WHAT TO DO -
Please find every line in the entries below that contains the string "fence", and copy it.

Data items:
%%
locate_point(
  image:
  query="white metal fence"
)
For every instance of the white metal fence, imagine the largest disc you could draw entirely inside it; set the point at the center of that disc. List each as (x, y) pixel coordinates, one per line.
%%
%%
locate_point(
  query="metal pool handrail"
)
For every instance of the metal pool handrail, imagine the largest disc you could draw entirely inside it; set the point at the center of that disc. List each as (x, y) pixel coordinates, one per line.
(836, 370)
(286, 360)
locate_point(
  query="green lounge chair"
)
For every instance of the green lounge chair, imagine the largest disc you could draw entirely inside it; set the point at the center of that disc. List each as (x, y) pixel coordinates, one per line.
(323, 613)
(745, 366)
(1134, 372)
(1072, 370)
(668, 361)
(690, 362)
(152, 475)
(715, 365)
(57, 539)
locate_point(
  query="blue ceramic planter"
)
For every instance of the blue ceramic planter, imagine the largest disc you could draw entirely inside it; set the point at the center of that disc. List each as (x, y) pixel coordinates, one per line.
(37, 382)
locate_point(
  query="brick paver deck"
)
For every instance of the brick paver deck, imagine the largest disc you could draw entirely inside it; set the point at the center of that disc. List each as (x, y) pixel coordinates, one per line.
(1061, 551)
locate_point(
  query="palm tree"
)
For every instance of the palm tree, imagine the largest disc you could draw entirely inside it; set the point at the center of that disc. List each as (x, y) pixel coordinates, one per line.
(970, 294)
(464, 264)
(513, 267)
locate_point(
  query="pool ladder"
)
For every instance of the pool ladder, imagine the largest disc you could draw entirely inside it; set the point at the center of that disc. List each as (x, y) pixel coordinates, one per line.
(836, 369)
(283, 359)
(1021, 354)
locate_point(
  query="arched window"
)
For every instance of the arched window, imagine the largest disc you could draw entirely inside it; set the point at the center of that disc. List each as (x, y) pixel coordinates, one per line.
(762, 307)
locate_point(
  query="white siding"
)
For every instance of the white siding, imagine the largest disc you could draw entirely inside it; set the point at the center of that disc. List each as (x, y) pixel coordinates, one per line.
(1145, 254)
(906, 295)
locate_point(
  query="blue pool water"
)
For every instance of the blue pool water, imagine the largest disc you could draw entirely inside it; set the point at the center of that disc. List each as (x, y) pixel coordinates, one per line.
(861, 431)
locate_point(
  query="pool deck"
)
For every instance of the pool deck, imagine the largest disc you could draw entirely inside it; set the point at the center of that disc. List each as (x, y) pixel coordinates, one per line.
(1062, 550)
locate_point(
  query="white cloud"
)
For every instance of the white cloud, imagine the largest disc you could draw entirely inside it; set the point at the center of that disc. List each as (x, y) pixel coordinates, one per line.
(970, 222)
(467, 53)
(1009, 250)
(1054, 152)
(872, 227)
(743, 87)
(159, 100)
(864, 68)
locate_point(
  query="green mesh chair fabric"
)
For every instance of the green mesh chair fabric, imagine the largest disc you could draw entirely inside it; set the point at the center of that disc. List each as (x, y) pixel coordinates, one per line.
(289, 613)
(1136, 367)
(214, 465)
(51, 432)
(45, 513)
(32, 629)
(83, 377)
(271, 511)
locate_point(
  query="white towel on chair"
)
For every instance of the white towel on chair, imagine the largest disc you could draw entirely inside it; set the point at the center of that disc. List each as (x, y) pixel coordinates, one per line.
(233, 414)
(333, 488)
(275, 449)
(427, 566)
%%
%%
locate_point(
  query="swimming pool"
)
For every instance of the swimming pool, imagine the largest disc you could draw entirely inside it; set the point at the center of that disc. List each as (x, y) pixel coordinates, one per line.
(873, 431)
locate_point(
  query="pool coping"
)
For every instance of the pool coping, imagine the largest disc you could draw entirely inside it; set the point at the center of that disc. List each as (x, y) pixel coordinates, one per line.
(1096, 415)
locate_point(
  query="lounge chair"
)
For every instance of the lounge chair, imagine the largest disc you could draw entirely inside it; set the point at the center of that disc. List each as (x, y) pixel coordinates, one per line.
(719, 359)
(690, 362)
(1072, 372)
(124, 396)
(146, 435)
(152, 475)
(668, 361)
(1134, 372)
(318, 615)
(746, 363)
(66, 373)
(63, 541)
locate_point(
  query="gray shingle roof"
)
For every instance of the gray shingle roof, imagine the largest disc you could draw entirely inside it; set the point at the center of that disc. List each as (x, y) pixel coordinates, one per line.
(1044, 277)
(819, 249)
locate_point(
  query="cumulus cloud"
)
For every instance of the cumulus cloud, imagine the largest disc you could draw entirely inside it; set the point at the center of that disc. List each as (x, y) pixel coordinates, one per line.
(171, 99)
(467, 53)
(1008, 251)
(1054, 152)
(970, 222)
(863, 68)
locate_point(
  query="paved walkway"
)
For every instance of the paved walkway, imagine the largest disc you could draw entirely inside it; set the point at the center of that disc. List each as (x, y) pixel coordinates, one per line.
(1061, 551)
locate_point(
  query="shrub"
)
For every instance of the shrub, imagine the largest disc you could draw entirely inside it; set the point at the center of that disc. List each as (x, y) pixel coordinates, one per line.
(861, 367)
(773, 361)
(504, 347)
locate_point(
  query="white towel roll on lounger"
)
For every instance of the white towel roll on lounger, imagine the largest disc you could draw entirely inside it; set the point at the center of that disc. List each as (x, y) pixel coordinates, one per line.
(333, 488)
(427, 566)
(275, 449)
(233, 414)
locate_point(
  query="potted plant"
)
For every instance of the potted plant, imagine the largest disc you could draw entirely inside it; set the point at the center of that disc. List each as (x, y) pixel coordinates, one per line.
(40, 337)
%%
SOLUTION BELOW -
  query="white metal fence"
For every instance of the white metal fence, imagine the largest disc you could draw entirely inside it; set the point at the center of that disc. List each as (x, y) pixel coordinates, one per line.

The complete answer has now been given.